→ **PROBLEM DESCRIPTION**
Could the data below be copied out in full, word for word?

++++ MATERIALS PROVIDED ++++

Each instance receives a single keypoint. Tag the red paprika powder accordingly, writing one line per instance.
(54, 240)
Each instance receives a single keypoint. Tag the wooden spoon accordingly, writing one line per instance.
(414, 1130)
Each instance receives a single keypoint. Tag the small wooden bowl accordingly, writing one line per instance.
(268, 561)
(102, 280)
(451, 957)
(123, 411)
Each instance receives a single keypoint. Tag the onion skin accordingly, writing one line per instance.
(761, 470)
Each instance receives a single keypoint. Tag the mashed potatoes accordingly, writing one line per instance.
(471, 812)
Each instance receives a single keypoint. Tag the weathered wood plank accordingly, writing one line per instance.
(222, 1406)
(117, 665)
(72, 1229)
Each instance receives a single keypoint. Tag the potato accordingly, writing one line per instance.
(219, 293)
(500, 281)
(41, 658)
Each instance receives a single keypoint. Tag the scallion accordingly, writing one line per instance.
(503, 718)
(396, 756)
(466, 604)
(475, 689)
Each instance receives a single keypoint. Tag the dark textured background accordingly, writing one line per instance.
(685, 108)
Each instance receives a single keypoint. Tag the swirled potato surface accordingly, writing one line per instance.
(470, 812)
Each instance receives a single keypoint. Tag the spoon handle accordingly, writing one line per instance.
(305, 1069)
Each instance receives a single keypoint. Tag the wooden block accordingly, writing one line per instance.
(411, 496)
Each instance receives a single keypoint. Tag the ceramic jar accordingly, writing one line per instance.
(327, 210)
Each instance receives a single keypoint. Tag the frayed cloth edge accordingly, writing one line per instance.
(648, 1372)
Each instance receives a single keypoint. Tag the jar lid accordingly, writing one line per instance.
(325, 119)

++++

→ **EXERCISE RESPONSE**
Each instance receives a single keypoint. Tag the red paprika powder accordingly, writing one line per instance.
(54, 240)
Each instance receives a single keypoint. Tag the wooden spoon accordingly, writing one line per instance.
(414, 1130)
Each instance receives a single keypoint. Tag the small wooden bowl accordingly, writing one line per instance.
(268, 561)
(102, 280)
(451, 957)
(123, 411)
Each instance receives a single keypoint. Tag the onion skin accordingly, writing one line per instance.
(761, 470)
Each instance receives a single keypoint. Tag the mashed potatoes accordingly, writing one line per instance.
(471, 812)
Each instance receives a single keypoint. Tag the weathered wood plank accordingly, writing one line per instance.
(222, 1406)
(117, 665)
(72, 1229)
Each instance receives a single keypoint. Tag the potato accordingly, writing one line per instance.
(219, 293)
(500, 281)
(41, 658)
Each instance receives a single keypoint. Tag the scallion accordingly, writing one line per instance.
(503, 718)
(396, 756)
(466, 604)
(475, 689)
Each instance receives a single keypoint. Tag the dark textured background accordingly, writing one line per instance.
(685, 108)
Each instance receives a single keypoint. Tag the swirled potato surface accordingly, writing one line per instance.
(470, 812)
Each instance receives a single keypoint. Tag the spoon handle accordingly, writing one line per instance.
(305, 1069)
Each instance receives a single keypoint. Tag the wooden block accordingly, writing one line per instance.
(411, 496)
Each instance receives a single keypoint. Tag the ceramic jar accordingly, writing one line per instance.
(327, 210)
Each instance receives a single keypoint. Tag the frayed cloth edge accordingly, writing one line per instance.
(648, 1372)
Each instance receives a single keypoint. Tag the jar lid accordingly, writing one line per instance.
(325, 119)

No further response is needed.